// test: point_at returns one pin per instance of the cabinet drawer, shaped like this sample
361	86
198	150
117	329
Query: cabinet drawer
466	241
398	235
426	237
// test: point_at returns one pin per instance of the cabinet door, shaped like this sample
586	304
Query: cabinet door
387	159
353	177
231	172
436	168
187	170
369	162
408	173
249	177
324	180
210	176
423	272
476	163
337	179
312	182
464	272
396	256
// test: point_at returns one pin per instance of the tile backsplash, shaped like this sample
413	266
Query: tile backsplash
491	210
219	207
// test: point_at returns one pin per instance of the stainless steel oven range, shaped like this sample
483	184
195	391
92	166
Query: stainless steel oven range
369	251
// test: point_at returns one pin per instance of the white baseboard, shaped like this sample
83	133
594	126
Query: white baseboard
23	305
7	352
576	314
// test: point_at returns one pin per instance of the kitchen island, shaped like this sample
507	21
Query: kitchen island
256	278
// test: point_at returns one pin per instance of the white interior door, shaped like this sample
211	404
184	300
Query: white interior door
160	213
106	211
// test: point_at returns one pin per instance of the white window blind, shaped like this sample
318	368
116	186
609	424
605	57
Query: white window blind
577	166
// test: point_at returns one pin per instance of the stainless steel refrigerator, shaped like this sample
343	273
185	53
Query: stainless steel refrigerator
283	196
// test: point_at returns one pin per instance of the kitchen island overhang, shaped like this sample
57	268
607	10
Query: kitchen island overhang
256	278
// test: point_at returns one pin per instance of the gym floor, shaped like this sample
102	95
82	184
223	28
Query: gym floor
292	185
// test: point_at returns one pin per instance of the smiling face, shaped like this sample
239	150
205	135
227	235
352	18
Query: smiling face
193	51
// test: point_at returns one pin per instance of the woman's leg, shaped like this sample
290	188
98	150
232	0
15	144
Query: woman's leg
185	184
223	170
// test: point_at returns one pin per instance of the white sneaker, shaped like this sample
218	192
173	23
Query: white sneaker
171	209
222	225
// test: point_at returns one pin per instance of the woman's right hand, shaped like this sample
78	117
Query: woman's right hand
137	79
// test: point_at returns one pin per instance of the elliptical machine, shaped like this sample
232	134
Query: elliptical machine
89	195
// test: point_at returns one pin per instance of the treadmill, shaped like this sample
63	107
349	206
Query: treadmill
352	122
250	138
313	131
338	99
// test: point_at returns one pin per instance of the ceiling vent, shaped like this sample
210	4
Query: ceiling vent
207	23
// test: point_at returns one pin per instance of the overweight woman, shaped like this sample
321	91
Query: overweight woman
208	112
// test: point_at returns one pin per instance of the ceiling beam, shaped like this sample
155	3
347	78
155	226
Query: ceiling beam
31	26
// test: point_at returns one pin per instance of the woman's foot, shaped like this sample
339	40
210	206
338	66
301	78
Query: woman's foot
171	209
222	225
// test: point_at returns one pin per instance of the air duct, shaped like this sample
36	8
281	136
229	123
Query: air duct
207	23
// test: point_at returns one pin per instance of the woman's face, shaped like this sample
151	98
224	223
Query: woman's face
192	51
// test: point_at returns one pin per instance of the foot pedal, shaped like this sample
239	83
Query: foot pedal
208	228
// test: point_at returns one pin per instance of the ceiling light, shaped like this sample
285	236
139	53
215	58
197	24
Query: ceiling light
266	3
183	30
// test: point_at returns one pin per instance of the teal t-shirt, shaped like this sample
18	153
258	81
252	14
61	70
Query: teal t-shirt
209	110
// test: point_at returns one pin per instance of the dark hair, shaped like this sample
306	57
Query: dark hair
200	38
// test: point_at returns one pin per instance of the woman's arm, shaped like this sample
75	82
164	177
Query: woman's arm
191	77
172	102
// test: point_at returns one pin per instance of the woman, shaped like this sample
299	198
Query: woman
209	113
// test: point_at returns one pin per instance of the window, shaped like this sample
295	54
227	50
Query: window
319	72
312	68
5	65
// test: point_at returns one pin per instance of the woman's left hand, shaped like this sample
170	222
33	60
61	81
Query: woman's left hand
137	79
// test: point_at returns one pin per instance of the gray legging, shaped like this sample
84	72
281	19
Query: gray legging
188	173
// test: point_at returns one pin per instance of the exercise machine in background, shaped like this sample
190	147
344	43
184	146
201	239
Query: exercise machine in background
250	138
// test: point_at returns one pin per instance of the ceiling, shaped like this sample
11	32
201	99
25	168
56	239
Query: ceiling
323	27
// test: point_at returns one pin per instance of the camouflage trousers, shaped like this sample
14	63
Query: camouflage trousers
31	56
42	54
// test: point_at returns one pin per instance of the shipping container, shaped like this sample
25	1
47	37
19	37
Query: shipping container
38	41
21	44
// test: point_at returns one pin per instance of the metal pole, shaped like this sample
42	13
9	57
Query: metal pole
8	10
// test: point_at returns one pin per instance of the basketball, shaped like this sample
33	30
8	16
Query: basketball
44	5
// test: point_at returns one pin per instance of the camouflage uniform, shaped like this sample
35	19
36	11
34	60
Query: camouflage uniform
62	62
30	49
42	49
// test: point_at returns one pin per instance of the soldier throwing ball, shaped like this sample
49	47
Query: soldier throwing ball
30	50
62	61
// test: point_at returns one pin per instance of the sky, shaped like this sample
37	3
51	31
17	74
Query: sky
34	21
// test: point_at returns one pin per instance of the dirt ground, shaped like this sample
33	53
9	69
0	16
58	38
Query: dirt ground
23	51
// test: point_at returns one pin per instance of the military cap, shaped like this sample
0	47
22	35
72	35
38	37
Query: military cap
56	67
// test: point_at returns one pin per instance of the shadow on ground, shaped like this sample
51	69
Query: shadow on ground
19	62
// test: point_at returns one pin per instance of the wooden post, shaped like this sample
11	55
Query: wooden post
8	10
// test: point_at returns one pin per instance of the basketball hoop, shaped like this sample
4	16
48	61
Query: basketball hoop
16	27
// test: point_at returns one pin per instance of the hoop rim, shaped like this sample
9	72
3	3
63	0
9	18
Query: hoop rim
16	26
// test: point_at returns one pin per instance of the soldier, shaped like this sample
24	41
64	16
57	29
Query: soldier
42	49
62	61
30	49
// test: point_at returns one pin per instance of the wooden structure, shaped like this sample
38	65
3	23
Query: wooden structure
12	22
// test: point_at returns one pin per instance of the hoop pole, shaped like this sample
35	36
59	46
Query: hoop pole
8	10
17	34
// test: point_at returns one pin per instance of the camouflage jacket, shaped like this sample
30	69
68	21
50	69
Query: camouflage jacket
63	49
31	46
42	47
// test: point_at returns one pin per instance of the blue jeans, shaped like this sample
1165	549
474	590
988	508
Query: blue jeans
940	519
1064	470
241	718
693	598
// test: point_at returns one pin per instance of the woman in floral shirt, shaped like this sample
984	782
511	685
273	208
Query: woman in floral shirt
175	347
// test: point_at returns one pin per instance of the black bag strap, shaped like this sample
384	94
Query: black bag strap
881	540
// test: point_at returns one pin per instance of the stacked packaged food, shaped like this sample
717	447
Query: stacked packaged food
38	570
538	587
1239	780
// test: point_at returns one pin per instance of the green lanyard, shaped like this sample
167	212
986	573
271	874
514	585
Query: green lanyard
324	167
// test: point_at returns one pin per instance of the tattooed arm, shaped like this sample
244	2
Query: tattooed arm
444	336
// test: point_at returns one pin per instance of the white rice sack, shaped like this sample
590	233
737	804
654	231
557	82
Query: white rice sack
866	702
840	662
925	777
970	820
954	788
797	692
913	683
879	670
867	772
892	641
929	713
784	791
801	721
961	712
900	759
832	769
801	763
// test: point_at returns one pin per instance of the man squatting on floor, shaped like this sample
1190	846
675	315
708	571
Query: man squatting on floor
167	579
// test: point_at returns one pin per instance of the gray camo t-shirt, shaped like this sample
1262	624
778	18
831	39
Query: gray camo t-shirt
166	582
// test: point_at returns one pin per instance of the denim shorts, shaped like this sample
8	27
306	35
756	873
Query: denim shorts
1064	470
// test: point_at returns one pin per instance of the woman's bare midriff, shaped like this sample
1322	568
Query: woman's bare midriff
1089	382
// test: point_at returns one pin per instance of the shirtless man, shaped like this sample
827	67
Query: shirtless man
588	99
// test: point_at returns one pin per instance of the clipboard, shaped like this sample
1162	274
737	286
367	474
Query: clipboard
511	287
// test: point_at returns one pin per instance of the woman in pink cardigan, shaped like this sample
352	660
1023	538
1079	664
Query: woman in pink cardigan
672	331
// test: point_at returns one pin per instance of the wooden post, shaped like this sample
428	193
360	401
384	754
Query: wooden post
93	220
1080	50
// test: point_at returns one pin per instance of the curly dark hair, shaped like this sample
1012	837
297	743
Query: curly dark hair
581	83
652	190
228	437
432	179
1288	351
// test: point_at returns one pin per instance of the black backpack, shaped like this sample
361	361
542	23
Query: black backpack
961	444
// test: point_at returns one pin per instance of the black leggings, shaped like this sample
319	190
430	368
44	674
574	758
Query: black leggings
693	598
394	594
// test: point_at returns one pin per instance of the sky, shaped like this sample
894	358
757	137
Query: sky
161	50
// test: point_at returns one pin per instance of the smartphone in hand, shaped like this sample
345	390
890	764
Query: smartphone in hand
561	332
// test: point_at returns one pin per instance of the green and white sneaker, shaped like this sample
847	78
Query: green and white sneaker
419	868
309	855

**Do this**.
Output the line holding "camo t-shirt, shaped like this sample", then every later line through the end of the records above, exactly as given and nothing else.

**Exercise output**.
// test: point_at returns one pin per instance of the gray camo t-shirt, shaped like this sample
1262	624
778	18
831	39
Query: gray camo t-shirt
166	582
// test: point_at returns one pin per instance of the denim shorts, shaped like this sample
8	27
306	35
756	873
Query: denim shorts
1064	470
// test: point_at returns one pin per instance of the woman's bare midriff, shaped like this sample
1322	568
Query: woman's bare midriff
1089	382
// test: point_at returns one pin per instance of the shirtless man, shaped like this sample
827	67
Query: shirtless man
588	99
// test: point_at returns one pin per instance of the clipboard, shaped like this sample
1162	274
737	286
367	474
Query: clipboard
511	287
// test: point_at returns one pin per instance of the woman in pink cardigan, shaped like this sample
352	660
1023	538
1079	664
Query: woman in pink cardigan
672	331
// test: point_at returns one pin per instance of the wooden post, shaped like this sample
428	193
360	401
384	754
Query: wooden post
93	220
1080	50
// test: point_at returns one pin per instance of the curly dark hair, shaped like this sample
1012	837
297	743
Query: curly dark hair
581	83
652	190
228	437
432	179
1288	351
// test: point_at returns one pin per instance of the black backpack, shaped like this sample
361	361
542	23
Query: black backpack
961	444
// test: point_at returns one pin per instance of the black leggings, shaped like this sample
319	190
430	368
44	674
574	758
Query: black leggings
693	598
394	594
// test: point_at returns one pin per instance of the sky, shaped like this sample
894	358
757	137
Query: sky
161	50
// test: point_at returns one pin per instance of the smartphone in hand, shaped like this sample
345	390
890	764
Query: smartphone in hand
561	332
// test: point_at returns one pin per instance of the green and white sneaker, shaped like this sample
847	78
Query: green and white sneaker
419	868
309	855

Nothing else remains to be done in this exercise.